- BRIEF
Drop all images. Then write out each line below exactly as given.

** SOURCE MATERIAL follows **

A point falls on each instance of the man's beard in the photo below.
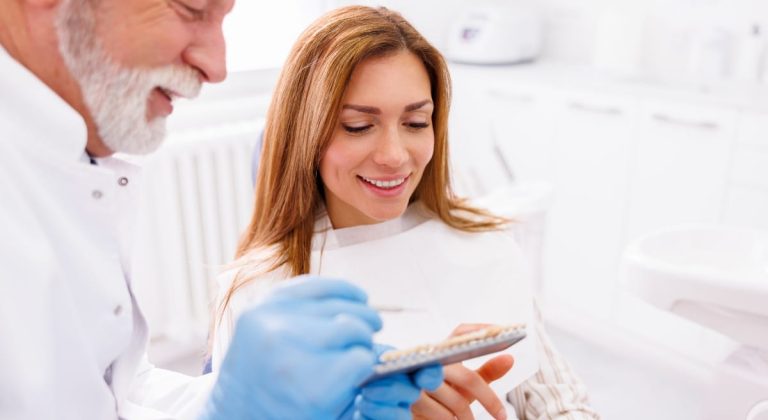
(117, 97)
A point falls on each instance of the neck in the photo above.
(28, 34)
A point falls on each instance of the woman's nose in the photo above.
(390, 150)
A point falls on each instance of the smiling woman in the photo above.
(378, 152)
(354, 183)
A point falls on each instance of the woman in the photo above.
(354, 173)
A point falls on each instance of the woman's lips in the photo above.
(385, 187)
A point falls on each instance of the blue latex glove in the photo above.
(391, 397)
(300, 354)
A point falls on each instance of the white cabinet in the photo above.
(747, 198)
(623, 161)
(681, 165)
(522, 130)
(591, 152)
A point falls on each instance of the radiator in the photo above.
(197, 198)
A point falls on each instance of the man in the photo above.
(80, 80)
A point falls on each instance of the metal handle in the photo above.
(596, 109)
(522, 98)
(701, 125)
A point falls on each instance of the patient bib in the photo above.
(428, 278)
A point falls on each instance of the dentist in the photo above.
(80, 80)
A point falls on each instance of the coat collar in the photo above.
(37, 116)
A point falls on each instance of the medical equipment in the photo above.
(717, 277)
(500, 33)
(453, 350)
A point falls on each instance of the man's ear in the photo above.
(42, 4)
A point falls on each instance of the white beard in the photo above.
(117, 97)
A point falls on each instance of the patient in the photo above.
(354, 181)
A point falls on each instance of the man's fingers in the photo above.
(392, 390)
(496, 367)
(328, 308)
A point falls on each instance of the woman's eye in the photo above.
(417, 125)
(357, 129)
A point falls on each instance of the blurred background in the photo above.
(629, 138)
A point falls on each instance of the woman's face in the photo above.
(382, 141)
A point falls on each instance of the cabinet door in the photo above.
(522, 130)
(681, 168)
(747, 197)
(591, 155)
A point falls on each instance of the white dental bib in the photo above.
(431, 278)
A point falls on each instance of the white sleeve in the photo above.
(163, 394)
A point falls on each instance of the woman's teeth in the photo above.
(384, 184)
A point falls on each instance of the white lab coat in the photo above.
(73, 338)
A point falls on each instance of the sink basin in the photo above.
(713, 275)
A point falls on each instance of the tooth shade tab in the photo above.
(384, 184)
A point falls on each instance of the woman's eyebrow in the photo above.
(376, 111)
(417, 105)
(365, 109)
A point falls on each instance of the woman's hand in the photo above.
(462, 386)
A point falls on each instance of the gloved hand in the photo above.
(391, 397)
(300, 354)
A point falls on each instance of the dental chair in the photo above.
(717, 277)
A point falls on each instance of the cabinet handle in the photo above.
(511, 96)
(596, 109)
(701, 125)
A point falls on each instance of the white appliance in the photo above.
(496, 33)
(715, 276)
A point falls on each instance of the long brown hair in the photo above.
(301, 119)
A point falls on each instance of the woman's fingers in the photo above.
(472, 386)
(427, 408)
(453, 400)
(496, 367)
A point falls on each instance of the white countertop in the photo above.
(738, 95)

** End of SOURCE MATERIAL **

- EXERCISE RESULT
A point falls on each instance of the man's beard in the photo below.
(117, 97)
A point falls on each instance of the neck in the photo above.
(28, 34)
A point falls on each instance of the woman's nose in the photo above.
(390, 150)
A point falls on each instance of the smiling woman in the photo above.
(378, 152)
(354, 183)
A point falls on each instance of the woman in the photo above.
(354, 173)
A point falls on each instance of the woman's lips in the photo above.
(385, 187)
A point falls on each instance of the blue latex glove in the photo above.
(391, 397)
(300, 354)
A point falls on each instance of the white cabinet in the photo above.
(747, 198)
(623, 161)
(681, 165)
(522, 130)
(591, 152)
A point falls on each instance of the radiator in the photo above.
(197, 198)
A point falls on each instance of the man in the photo above.
(80, 80)
A point falls on each instance of the metal handle in the photo above.
(596, 109)
(522, 98)
(701, 125)
A point falls on each instance of the patient bib in the photo above.
(428, 278)
A point falls on each instance of the dentist in the photo above.
(80, 80)
A point falls on each instance of the coat collar in the photo above.
(37, 116)
A point falls on each instance of the medical equipment in the photo above.
(717, 277)
(500, 33)
(453, 350)
A point falls on each instance of the man's ear in the photo above.
(42, 4)
A point falls on each instance of the white beard in the photo above.
(117, 97)
A point falls on each instance of the patient in the photo above.
(354, 181)
A point falls on each instance of the man's fingers in the photo above.
(392, 390)
(496, 367)
(328, 308)
A point falls on each instance of the woman's eye in the photo above.
(417, 125)
(357, 129)
A point falls on each instance of the blurred background in the photo above.
(629, 138)
A point falls on each instance of the woman's face in the photo above.
(382, 141)
A point falls on each instance of the cabinet door in the photo above.
(522, 130)
(681, 168)
(747, 197)
(591, 155)
A point falls on each instance of the white dental bib in the photo above.
(431, 278)
A point falls on each instance of the white sleeve in the photo above.
(163, 394)
A point falls on each instance of the woman's teeth in the photo above.
(384, 184)
A point falls on each instance of the white lab coat in the photo above.
(73, 338)
A point falls on each instance of the sink basin in the photo above.
(713, 275)
A point falls on each instance of the tooth shade tab in the photo above.
(384, 184)
A point falls on each instance of the woman's eyebrow in the photo above.
(376, 111)
(417, 105)
(365, 109)
A point falls on each instance of the woman's hand in the photo above.
(462, 386)
A point falls on each instance of the gloved hand in the photo above.
(391, 397)
(300, 354)
A point falls on each instance of the dental chair in the photo above.
(717, 277)
A point falls on each instance of the cabinet handle in the photo above.
(511, 96)
(596, 109)
(701, 125)
A point falls on each instance of the white appliance in the photo above.
(496, 33)
(715, 276)
A point falls on each instance of the long brown hair in the photo above.
(301, 119)
A point falls on each instance of the woman's fingers in the photo above.
(472, 386)
(427, 408)
(453, 400)
(496, 367)
A point falls on each instance of the white countertop in the photo above.
(738, 95)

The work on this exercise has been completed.